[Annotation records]
****************************************

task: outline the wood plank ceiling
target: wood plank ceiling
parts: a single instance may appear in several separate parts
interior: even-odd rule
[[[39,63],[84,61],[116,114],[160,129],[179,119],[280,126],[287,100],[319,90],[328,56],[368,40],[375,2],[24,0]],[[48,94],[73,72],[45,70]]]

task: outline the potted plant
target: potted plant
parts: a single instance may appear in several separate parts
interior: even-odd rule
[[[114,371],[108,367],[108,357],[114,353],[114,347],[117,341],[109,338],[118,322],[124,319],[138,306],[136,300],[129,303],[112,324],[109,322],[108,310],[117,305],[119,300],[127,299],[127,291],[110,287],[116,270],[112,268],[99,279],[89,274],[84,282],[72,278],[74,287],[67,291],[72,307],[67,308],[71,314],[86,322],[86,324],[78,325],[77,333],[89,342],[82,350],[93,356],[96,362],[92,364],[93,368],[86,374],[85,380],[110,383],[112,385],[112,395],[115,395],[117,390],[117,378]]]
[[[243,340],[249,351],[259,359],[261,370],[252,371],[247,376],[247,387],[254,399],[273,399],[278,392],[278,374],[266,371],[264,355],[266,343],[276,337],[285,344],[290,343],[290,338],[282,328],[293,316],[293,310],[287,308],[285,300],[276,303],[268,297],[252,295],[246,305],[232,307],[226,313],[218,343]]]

****************************************

== What is needed ==
Rewrite the records from the line containing "task: outline the potted plant" through the end of the records, including the request lines, and multiply every coordinate in the answers by 1.15, rounding to whole numbers with halves rounded up.

== Final result ==
task: outline the potted plant
target: potted plant
parts: a single instance may appear in several separate parts
interior: even-odd rule
[[[131,427],[124,422],[124,411],[131,406],[131,399],[135,392],[125,389],[136,370],[143,367],[159,352],[156,345],[148,348],[129,373],[125,370],[124,357],[135,351],[137,345],[146,344],[146,335],[127,330],[133,311],[129,308],[114,321],[102,315],[97,324],[83,320],[85,330],[77,335],[83,353],[77,354],[82,361],[99,370],[99,373],[90,374],[89,383],[102,393],[94,403],[107,409],[110,416],[106,419],[107,423],[99,430],[98,437],[127,440],[129,443],[129,454],[132,454],[135,449],[135,435]]]
[[[279,391],[286,404],[298,413],[300,426],[290,427],[284,432],[284,445],[292,459],[314,459],[320,451],[320,430],[306,427],[304,408],[306,394],[317,388],[328,396],[334,394],[334,389],[324,377],[337,363],[337,357],[330,354],[328,345],[317,348],[308,342],[290,339],[283,351],[267,353],[260,360],[251,394]]]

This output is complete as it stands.